I swear, you can’t make this stuff up.
This previous post reported on Richard A. Epstein‘s WSJ ($) op-ed that addressed a common topic of this blog — that is, the improper use of deferred prosecution agreements by prosecutors to blackmail companies into agreeing to absurd fines and “corrective” measures to avoid being prosecuted out of business.
In the op-ed, Professor Epstein used as an example the recent conduct of the US Attorney for New Jersey. The US Attorney forced Bristol-Meyers to endow a chair of “ethics” at the US Attorney’s alma mater, Seton Hall Law School, as a condition to granting a deferred prosecution agreement settlement to the company over criminal charges. Apparently, in the US Attorney’s world view, the ends of endowing an ethics chair justifies the means of utilizing dubious ethics in arranging the endowment.
Normally, you would think that the publicity surrounding such an arrangement would at least raise some ethical concerns at Seton Hall. Instead, the Seton Hall Dean used this WSJ letter-to-the-editor ($) to respond to Epstein’s disclosure of the questionable arrangement and brag about Seton Hall’s ethics program. He doesn’t even address the school’s problematic ethics in accepting the endowment from a company that was coerced to pay it by a federal prosecutor!

> _STORED DATA_

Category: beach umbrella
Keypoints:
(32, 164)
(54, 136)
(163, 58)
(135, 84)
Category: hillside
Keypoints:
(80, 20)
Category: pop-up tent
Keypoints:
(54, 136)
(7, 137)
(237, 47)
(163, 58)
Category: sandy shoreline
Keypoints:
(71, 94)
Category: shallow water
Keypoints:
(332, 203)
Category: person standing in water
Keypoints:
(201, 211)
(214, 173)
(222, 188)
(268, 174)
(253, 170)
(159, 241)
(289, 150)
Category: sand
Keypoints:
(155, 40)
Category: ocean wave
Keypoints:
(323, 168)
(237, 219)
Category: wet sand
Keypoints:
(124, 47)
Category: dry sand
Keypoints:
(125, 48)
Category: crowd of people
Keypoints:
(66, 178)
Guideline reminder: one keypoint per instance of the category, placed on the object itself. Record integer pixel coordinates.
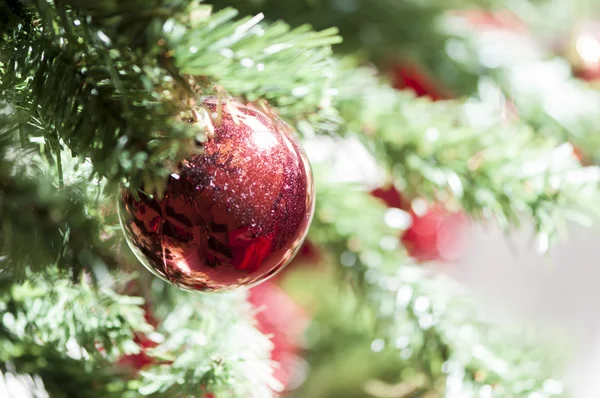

> _TASK OBJECTIVE_
Quote the blog post about the Seton Hall ethics chair word for word from "I swear, you" to "out of business.". The material above isn't needed for this.

> _SOLUTION TO THIS EXERCISE_
I swear, you can’t make this stuff up.
This previous post reported on Richard A. Epstein‘s WSJ ($) op-ed that addressed a common topic of this blog — that is, the improper use of deferred prosecution agreements by prosecutors to blackmail companies into agreeing to absurd fines and “corrective” measures to avoid being prosecuted out of business.